INFORMATION
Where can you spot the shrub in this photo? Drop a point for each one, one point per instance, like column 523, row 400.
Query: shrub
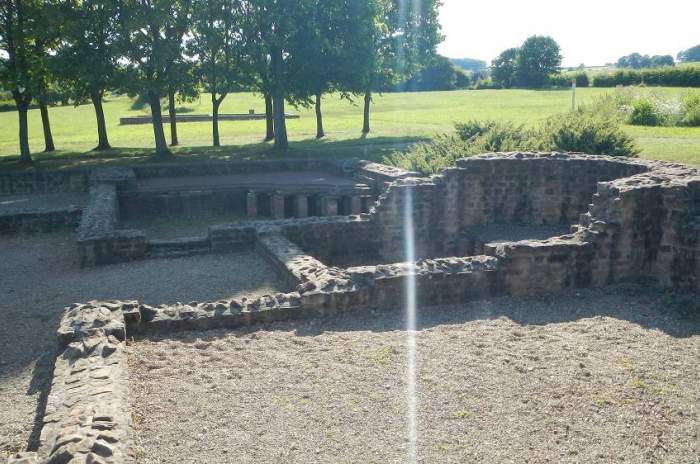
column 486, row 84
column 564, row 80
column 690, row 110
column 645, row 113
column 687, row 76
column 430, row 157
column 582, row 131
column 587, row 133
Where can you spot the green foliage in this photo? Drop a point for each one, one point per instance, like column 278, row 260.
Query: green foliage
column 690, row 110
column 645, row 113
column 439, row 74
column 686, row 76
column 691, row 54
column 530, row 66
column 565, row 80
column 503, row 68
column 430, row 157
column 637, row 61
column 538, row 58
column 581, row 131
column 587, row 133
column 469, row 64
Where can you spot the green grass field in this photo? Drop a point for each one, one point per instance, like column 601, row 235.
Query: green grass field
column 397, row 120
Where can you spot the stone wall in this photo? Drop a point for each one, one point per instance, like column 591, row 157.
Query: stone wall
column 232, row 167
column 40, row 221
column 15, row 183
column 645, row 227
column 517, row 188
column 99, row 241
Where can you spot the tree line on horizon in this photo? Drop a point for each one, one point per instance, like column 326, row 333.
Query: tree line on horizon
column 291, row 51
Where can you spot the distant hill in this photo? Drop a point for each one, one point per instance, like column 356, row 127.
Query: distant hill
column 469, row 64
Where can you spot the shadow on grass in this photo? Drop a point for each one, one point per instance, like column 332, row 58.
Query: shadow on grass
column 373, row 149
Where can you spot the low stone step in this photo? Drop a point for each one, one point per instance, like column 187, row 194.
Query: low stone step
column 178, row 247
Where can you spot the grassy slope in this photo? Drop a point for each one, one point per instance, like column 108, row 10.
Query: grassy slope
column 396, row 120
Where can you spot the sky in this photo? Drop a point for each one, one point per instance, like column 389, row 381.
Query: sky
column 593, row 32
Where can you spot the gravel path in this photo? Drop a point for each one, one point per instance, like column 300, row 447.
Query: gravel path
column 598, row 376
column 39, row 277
* * *
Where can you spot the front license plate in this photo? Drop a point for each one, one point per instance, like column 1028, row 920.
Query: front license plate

WHAT IS EXPECTED
The reply should consist of a single number: how many lines in the listing contain the word "front".

EXERCISE RESPONSE
2